Görev Talimatı 1 ->
Aşağıdaki Ali Süavi hakkındaki metne göre Süavi, Bursa Rüşdiyesine hangi görevle tayin edilmiştir?

Sual: Bazı kimseler, Efgani gibi Ali Süavi’yi de rehber ediniyorlar.
Ali Süavi kimdir?
CEVAP
Osmanlı Devletinin son zamanlarında yetişen yazar ve ihtilalci idi.
Rüşdiyede bir kaç sene okuyan Süavi, medrese tahsili görmemişti. Sami Paşanın
maarif nazırlığı sırasında Bursa Rüşdiyesine muallim-i evvel tayin edildi. Ancak
ahlaki düşüklüğü dolayısıyla hakkında yapılan şikayetler artınca, bir sene sonra
Bursa’dan ayrılmak mecburiyetinde kaldı. Sofya’da ticaret mahkemesi reisliği,
Filibe’de tahrirat müdürlüğü de yaptı.
1867 senesinde İstanbul’a dönen Süavi, bir taraftan Şehzade Camiinde vaazlar
veriyor, diğer taraftan Filip Efendinin Muhbir adlı gazetesinde yazarlık
yapıyordu. Bir süre sonra devlet aleyhinde şiirler yazmaya başladı. Bu durum,
gazetenin kapatılmasına ve Ali Süavi’nin Kastamonu’da ikamete mecbur edilmesine
yol açtı. Kastamonu’da iken Mustafa Fazıl Paşanın daveti üzerine kaçıp Paris’e
gitti. Paris’te Mustafa Fazıl Paşa ve arkadaşlarıyla yapılan toplantıdan sonra,
burada alınan karar üzerine Muhbir Gazetesini çıkarmak için Londra’ya gitti.

İşlenecek Girdiler ->
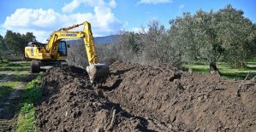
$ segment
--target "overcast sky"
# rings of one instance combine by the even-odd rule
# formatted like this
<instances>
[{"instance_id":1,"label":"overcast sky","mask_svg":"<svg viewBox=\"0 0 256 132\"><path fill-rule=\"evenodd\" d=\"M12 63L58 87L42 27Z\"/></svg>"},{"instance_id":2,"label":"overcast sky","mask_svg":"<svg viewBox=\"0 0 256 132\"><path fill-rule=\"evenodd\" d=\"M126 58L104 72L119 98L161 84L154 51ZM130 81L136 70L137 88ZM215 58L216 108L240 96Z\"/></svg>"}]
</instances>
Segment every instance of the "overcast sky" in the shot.
<instances>
[{"instance_id":1,"label":"overcast sky","mask_svg":"<svg viewBox=\"0 0 256 132\"><path fill-rule=\"evenodd\" d=\"M91 23L94 37L140 32L155 20L169 28L169 20L183 12L217 11L229 3L256 22L253 0L0 0L0 35L33 32L45 42L53 31L83 21Z\"/></svg>"}]
</instances>

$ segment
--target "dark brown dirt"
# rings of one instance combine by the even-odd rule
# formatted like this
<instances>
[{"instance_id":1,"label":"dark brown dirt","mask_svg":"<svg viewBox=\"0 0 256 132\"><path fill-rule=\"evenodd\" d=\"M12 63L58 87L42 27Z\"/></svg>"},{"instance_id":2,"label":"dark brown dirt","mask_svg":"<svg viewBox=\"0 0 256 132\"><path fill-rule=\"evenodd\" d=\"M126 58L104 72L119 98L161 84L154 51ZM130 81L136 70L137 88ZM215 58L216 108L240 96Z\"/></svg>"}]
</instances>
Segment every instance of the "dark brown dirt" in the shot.
<instances>
[{"instance_id":1,"label":"dark brown dirt","mask_svg":"<svg viewBox=\"0 0 256 132\"><path fill-rule=\"evenodd\" d=\"M83 69L54 68L42 79L40 131L254 131L254 80L116 61L107 83Z\"/></svg>"}]
</instances>

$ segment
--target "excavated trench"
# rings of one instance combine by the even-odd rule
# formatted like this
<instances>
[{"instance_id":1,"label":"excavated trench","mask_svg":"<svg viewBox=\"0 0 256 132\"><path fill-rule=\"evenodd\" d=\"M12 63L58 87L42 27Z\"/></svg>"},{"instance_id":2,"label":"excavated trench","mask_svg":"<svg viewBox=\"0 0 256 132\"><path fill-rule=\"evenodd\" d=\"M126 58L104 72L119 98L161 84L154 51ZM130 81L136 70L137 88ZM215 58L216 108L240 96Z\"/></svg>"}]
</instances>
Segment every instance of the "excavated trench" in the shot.
<instances>
[{"instance_id":1,"label":"excavated trench","mask_svg":"<svg viewBox=\"0 0 256 132\"><path fill-rule=\"evenodd\" d=\"M104 85L84 69L42 79L40 131L253 131L254 80L235 81L161 66L116 61Z\"/></svg>"}]
</instances>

Görev Talimatı 2 ->
Yukarıdaki girdileri süzünüz ve "label" ifadesini içeren her satırı değiştirmeden yazınız.

Nihai Sonuç 1 ->
Muallim-i evvel olarak tayin edilmiştir.

Nihai Sonuç 2 ->
[{"instance_id":1,"label":"overcast sky","mask_svg":"<svg viewBox=\"0 0 256 132\"><path fill-rule=\"evenodd\" d=\"M12 63L58 87L42 27Z\"/></svg>"},{"instance_id":2,"label":"overcast sky","mask_svg":"<svg viewBox=\"0 0 256 132\"><path fill-rule=\"evenodd\" d=\"M126 58L104 72L119 98L161 84L154 51ZM130 81L136 70L137 88ZM215 58L216 108L240 96Z\"/></svg>"}]
[{"instance_id":1,"label":"overcast sky","mask_svg":"<svg viewBox=\"0 0 256 132\"><path fill-rule=\"evenodd\" d=\"M91 23L94 37L140 32L155 20L169 28L169 20L183 12L217 11L229 3L256 22L253 0L0 0L0 35L33 32L45 42L53 31L83 21Z\"/></svg>"}]
[{"instance_id":1,"label":"dark brown dirt","mask_svg":"<svg viewBox=\"0 0 256 132\"><path fill-rule=\"evenodd\" d=\"M12 63L58 87L42 27Z\"/></svg>"},{"instance_id":2,"label":"dark brown dirt","mask_svg":"<svg viewBox=\"0 0 256 132\"><path fill-rule=\"evenodd\" d=\"M126 58L104 72L119 98L161 84L154 51ZM130 81L136 70L137 88ZM215 58L216 108L240 96Z\"/></svg>"}]
[{"instance_id":1,"label":"dark brown dirt","mask_svg":"<svg viewBox=\"0 0 256 132\"><path fill-rule=\"evenodd\" d=\"M83 69L54 68L42 79L40 131L254 131L254 80L116 61L107 83Z\"/></svg>"}]
[{"instance_id":1,"label":"excavated trench","mask_svg":"<svg viewBox=\"0 0 256 132\"><path fill-rule=\"evenodd\" d=\"M12 63L58 87L42 27Z\"/></svg>"},{"instance_id":2,"label":"excavated trench","mask_svg":"<svg viewBox=\"0 0 256 132\"><path fill-rule=\"evenodd\" d=\"M126 58L104 72L119 98L161 84L154 51ZM130 81L136 70L137 88ZM215 58L216 108L240 96Z\"/></svg>"}]
[{"instance_id":1,"label":"excavated trench","mask_svg":"<svg viewBox=\"0 0 256 132\"><path fill-rule=\"evenodd\" d=\"M104 85L84 69L42 79L40 131L253 131L254 80L235 81L161 66L116 61Z\"/></svg>"}]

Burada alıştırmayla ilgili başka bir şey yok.